--- TEXT SEGMENT ---
-*-
This year I’ve found my mojo with writing for a minimum of four days a week when the kids are at school.
I have also, touch wood, learned the art of prioritising my work above the other things I can get involved with when at home. Thanks to affirming conversations with creative friends and Liz Gilbert’s Magic Lessons Podcasts I’ve assimilated the fact that writing is the work I must do because it’s now harder and more crazy-making to keep it in than it is to let it out.
I’ve barred kids from looking at their spyware laden websites on my laptop, lest it dies a blue screened death. I’ve got excellent at making back ups. I’ve got way more comfortable with the house being minging at times. I’ve stopped feeling guilty about the dog, the garden and the invites I’m declining to make space for battering down words. I fantasise about one day having a cleaner but no longer answer the fantasy by getting up and doing all the cleaning with all the martyrdom.
I’ve realised that just like with running, unless I put one foot in front of the other the movement will not happen and the rewards will never come. I have at last taken my work seriously, got extremely honest about self-sabotage and made myself accountable. It’s paying off.
-*-
--- THINGS TO DO ---
(1) In the writing post, how many days a week does the writer now write?
(2) Copy the part of the writing post starting at "This year I’ve" and ending at "let it out.".
-*-
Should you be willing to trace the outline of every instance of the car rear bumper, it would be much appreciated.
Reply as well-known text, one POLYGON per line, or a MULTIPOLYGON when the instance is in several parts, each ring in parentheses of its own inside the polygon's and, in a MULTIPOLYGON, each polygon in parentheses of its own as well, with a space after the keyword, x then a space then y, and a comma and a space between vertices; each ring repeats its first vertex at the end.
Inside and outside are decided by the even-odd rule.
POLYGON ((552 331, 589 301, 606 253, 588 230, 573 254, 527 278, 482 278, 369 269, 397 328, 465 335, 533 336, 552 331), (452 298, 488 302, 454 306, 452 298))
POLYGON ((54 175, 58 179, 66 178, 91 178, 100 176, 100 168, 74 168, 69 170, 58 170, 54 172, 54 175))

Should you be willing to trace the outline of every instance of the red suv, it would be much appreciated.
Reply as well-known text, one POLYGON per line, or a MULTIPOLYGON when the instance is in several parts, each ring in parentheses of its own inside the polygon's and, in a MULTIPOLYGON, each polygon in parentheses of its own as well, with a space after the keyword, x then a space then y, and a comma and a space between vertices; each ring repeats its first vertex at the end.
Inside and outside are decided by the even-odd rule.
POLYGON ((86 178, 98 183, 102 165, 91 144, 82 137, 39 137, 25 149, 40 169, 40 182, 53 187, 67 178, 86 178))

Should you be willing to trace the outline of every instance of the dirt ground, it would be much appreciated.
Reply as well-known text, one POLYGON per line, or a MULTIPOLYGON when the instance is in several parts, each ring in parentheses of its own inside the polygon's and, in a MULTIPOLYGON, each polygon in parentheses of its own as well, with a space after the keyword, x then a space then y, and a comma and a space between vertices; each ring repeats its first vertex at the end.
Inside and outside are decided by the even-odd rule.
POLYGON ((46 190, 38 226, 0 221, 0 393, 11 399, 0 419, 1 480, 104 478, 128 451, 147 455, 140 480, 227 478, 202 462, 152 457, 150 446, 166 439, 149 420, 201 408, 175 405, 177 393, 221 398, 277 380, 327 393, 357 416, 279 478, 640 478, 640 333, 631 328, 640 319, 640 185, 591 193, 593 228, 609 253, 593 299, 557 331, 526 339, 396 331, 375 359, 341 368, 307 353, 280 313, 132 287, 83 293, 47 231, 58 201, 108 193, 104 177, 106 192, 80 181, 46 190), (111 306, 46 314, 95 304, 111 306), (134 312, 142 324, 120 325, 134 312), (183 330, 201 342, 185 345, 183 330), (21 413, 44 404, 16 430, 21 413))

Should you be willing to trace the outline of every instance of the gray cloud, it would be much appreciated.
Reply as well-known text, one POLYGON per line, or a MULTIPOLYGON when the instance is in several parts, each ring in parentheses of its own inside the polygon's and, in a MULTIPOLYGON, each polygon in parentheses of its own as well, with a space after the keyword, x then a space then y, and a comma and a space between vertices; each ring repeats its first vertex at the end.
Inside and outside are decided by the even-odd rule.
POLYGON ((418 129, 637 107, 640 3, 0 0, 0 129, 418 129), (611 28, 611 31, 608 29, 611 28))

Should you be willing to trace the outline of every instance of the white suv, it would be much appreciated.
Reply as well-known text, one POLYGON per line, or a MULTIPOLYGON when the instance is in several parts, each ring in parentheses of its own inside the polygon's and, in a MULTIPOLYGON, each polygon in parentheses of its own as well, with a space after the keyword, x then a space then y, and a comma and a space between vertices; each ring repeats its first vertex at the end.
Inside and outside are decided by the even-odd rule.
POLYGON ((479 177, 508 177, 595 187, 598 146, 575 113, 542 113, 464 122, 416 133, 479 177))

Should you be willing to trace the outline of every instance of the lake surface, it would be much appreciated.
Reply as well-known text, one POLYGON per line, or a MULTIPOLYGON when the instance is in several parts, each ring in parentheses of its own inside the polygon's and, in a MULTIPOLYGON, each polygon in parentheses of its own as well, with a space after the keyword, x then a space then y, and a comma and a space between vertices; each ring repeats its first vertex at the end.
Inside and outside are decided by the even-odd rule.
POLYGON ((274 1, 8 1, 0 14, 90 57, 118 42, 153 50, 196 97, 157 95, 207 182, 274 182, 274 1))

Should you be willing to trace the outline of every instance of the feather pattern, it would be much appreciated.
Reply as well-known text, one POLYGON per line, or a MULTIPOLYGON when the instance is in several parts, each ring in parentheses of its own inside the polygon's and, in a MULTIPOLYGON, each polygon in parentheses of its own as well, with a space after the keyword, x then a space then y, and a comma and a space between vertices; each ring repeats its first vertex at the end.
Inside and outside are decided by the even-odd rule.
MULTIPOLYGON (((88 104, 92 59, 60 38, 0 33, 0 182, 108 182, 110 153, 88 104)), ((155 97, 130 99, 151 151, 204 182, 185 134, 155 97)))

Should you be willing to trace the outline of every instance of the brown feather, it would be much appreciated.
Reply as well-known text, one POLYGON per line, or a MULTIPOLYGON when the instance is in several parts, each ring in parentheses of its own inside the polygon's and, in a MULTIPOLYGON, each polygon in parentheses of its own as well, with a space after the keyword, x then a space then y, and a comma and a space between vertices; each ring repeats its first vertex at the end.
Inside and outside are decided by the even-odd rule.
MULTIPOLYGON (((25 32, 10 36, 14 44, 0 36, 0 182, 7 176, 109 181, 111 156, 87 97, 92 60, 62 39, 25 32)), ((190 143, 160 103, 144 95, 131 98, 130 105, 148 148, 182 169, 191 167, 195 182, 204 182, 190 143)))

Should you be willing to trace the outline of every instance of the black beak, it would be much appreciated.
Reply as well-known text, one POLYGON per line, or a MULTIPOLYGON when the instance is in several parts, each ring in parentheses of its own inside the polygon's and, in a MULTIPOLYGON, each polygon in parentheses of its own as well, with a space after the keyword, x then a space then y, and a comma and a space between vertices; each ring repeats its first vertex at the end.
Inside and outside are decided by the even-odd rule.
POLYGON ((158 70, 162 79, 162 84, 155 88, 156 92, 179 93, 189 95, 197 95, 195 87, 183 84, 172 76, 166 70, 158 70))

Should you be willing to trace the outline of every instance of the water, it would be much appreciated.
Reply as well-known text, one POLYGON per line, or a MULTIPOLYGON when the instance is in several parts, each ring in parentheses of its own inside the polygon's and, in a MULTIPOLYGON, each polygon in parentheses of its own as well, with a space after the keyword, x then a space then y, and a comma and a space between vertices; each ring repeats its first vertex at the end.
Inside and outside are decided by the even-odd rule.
-*-
--- SET OF ANSWERS ---
(1) A minimum of four days a week, while the kids are at school.

(2)
This year I’ve found my mojo with writing for a minimum of four days a week when the kids are at school.
I have also, touch wood, learned the art of prioritising my work above the other things I can get involved with when at home. Thanks to affirming conversations with creative friends and Liz Gilbert’s Magic Lessons Podcasts I’ve assimilated the fact that writing is the work I must do because it’s now harder and more crazy-making to keep it in than it is to let it out.